_Objective_. Extract every line of the data below word for word, leaving the pictures out of your answer.

Collected data
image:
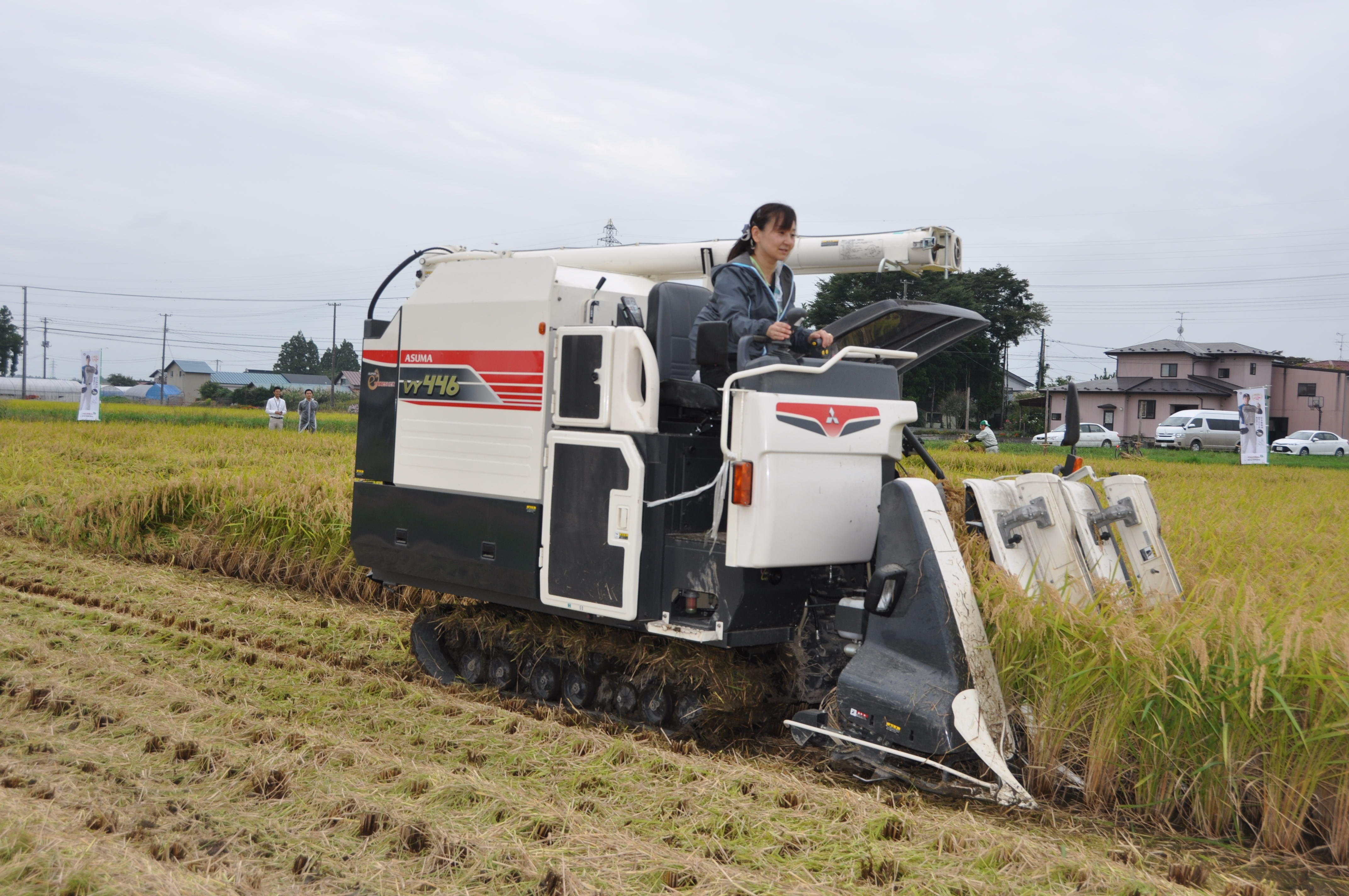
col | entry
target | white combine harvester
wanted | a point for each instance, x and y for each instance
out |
(531, 435)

_Final answer_.
image:
col | entry
target | white combine harvester
wanted | a point for each instance, x and y for each instance
out |
(531, 435)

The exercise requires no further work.